3.14.2 Spark-sql中read

package org.tjcj.sql

import org.apache.spark.sql.SparkSession

/**
 * 读取不同类型的文件
 */
object SparkRead {
  def main(args: Array[String]): Unit = {
    //构建SparkSession对象
    val spark = SparkSession.builder().appName("sparkRead").master("local[*]").getOrCreate()
    //读取json文件
    val df = spark.read.json("D:\\spark-sql\\employees.json")
    df.show()
    df.printSchema()
    //读取csv文件
    val df1= spark.read.csv("D:\\spark-sql\\lol.csv")
    df1.show()
    df1.printSchema()
    //读取普通文本文件
    val df2=spark.read.text("D:\\spark-sql\\student.txt")
    df2.show()
    df2.printSchema()
    //读取orc

    //读取
    val df4 =spark.read.parquet("D:\\spark-sql\\users.parquet")
    df4.show()
    df4.printSchema()
  }
}

3.14.3 Spark-sql中的写

package org.tjcj.sql


import org.apache.spark.rdd.RDD
import org.apache.spark.sql.{Dataset, Row, SparkSession}
import org.apache.spark.sql.types.{DataTypes, StructField, StructType}


object SparkWrite {
  def main(args: Array[String]): Unit = {
    val spark=SparkSession.builder().appName("write").appName("write").master("local[*]").getOrCreate()
    spark.sql("set spark.sql.adaptive.enabled=true")
******************************
◆ 任务 A
根据这段 Spark 代码文本回答以下问题。
(i) 在 SparkRead 中，读取 csv 文件的结果赋给了哪个变量？
(ii) 注释“读取普通文本文件”的下一行调用了哪个读取方法？
(iii) 在 SparkWrite 中，appName 设置的值是什么？
上面的文本与下面的记录彼此无关。

◆ 数据摘录
******************************
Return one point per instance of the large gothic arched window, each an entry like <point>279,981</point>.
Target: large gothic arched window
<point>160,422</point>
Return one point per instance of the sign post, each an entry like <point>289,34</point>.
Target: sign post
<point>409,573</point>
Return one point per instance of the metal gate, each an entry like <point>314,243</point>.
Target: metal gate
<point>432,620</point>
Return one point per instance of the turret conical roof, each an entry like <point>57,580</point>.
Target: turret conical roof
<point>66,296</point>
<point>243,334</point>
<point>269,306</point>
******************************
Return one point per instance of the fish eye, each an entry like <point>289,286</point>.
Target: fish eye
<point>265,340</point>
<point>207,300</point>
******************************
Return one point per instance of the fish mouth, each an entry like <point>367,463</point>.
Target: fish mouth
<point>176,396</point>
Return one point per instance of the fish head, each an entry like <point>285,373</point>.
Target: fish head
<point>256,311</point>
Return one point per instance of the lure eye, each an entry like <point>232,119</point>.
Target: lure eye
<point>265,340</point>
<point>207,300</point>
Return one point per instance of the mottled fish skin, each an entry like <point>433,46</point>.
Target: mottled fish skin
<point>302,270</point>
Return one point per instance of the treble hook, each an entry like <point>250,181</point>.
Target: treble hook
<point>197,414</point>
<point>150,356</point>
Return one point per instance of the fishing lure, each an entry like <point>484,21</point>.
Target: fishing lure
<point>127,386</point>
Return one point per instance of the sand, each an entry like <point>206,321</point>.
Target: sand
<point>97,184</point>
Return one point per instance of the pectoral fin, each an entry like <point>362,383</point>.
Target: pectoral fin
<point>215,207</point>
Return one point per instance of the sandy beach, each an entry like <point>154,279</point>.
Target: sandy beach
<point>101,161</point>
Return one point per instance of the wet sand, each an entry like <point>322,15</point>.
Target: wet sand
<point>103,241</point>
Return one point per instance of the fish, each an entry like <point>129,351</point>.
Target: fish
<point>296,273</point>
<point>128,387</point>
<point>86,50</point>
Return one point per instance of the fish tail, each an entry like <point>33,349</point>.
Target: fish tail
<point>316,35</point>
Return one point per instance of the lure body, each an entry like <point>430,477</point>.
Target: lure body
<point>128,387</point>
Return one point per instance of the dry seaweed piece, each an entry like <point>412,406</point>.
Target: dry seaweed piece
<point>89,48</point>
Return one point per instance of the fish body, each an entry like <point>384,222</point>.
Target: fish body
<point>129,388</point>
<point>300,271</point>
******************************
◆ 任务 B
请把记录中从含有“Return one point per instance of the sand, each”的那一行开始、到含有“<point>215,207</point>”的那一行结束的各行整理成 Markdown 表格，两列分别为“序号”和“内容”，首尾两行都包括在内，空行略去。

◆ 参考答案 A
(i) df1
(ii) spark.read.text
(iii) "write"

◆ 参考答案 B
| 序号 | 内容 |
|---|---|
| 1 | Return one point per instance of the sand, each an entry like <point>206,321</point>. |
| 2 | Target: sand |
| 3 | <point>97,184</point> |
| 4 | Return one point per instance of the pectoral fin, each an entry like <point>362,383</point>. |
| 5 | Target: pectoral fin |
| 6 | <point>215,207</point> |